=== EXERCISE TASK ===
Extract every line of the records that contains the word "shirt", and copy each one out in full.

=== SUPPLIED MATERIAL ===
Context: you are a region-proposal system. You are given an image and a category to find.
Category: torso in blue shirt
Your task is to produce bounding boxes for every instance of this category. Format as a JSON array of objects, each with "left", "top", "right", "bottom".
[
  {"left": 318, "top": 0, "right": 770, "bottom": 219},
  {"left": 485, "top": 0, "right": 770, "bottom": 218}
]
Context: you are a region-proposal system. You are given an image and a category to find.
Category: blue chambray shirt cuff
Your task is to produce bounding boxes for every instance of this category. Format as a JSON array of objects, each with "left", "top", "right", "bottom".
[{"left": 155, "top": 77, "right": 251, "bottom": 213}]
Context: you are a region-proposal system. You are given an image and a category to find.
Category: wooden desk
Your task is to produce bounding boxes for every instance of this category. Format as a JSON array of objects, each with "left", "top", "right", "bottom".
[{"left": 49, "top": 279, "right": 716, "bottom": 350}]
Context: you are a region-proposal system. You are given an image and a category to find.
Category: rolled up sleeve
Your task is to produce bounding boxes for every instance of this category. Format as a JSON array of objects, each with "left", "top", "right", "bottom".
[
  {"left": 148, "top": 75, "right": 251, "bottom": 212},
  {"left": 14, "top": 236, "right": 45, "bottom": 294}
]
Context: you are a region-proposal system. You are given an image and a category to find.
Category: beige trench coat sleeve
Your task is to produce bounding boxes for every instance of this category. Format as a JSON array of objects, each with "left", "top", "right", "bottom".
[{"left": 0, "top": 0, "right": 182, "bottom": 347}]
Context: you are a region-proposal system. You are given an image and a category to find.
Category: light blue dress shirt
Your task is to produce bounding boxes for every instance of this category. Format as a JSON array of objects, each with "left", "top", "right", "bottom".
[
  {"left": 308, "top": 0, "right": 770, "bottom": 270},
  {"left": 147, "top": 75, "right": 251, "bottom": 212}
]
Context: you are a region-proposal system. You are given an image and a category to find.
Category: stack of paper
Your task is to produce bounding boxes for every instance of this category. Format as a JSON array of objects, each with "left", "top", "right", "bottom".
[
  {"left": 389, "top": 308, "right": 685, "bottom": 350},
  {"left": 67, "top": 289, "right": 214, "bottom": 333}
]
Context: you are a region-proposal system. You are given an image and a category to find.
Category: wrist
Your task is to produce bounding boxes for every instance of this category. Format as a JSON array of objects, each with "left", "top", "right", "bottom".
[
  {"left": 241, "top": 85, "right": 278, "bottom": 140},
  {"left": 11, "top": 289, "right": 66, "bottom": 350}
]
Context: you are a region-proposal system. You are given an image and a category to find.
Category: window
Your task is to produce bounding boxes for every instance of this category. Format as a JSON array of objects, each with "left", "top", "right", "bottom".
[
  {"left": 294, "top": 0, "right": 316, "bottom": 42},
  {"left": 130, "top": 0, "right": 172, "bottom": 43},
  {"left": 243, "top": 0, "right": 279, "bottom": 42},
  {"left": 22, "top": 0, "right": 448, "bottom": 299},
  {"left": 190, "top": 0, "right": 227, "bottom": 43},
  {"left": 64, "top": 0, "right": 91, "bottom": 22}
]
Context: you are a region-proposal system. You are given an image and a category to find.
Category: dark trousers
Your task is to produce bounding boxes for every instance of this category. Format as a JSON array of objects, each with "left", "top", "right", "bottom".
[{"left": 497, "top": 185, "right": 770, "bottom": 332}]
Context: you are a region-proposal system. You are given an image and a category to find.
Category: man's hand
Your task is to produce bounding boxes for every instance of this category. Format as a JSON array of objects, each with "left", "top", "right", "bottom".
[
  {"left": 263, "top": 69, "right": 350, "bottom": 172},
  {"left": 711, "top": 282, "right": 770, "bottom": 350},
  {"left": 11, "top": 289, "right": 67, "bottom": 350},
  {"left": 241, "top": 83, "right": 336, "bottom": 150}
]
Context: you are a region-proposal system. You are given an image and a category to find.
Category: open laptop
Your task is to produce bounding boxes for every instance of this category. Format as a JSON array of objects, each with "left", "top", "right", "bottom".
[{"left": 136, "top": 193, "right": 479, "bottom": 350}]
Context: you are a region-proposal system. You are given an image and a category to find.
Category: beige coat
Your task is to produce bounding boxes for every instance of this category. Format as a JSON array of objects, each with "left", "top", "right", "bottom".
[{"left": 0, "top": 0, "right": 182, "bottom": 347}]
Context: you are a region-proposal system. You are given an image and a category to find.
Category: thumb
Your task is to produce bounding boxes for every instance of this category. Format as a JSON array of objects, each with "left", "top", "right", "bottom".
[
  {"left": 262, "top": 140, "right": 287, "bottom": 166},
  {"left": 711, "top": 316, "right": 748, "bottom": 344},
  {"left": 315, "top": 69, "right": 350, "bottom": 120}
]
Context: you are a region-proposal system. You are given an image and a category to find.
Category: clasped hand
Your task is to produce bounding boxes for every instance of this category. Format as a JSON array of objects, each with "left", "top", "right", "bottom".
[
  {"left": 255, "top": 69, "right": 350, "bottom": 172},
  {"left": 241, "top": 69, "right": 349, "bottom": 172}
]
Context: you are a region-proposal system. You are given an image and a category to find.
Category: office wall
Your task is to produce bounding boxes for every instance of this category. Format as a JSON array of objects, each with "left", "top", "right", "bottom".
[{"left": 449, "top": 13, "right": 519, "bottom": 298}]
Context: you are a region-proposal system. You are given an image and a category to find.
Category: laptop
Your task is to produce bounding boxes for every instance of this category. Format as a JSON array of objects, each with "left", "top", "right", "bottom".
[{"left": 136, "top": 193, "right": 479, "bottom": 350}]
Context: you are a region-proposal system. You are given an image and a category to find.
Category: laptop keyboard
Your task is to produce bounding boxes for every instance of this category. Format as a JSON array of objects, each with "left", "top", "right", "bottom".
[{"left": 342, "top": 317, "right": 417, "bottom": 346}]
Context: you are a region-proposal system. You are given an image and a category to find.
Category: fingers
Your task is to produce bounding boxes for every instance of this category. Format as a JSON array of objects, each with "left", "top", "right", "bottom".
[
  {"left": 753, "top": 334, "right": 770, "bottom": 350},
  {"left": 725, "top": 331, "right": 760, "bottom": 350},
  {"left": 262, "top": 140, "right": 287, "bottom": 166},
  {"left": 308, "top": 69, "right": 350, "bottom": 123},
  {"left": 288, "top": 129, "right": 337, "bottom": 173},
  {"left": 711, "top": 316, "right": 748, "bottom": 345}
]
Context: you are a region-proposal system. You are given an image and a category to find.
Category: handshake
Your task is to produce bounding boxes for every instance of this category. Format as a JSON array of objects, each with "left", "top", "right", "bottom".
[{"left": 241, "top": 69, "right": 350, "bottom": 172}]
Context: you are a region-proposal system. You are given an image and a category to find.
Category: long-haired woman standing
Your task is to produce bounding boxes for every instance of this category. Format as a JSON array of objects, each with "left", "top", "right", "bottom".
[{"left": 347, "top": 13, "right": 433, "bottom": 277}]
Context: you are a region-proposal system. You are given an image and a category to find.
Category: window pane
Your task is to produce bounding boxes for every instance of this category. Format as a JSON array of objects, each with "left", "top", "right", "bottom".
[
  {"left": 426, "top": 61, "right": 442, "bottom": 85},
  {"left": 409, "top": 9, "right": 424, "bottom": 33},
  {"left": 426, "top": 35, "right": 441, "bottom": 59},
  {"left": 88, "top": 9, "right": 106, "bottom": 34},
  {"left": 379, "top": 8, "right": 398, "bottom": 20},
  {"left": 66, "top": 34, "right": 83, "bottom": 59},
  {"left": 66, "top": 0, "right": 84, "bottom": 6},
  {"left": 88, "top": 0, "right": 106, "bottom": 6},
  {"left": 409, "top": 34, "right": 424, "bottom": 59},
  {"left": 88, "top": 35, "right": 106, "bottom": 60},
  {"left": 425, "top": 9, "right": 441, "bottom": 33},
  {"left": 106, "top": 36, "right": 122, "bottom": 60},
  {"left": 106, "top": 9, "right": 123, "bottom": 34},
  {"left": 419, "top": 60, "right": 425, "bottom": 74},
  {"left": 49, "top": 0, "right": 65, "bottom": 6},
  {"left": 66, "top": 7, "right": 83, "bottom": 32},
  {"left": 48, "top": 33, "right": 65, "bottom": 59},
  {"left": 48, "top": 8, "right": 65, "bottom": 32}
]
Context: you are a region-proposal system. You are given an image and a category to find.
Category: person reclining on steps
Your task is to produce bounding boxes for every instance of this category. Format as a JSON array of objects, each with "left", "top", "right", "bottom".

=== SOLUTION ===
Category: torso in blue shirt
Category: blue chambray shirt cuff
Category: light blue dress shirt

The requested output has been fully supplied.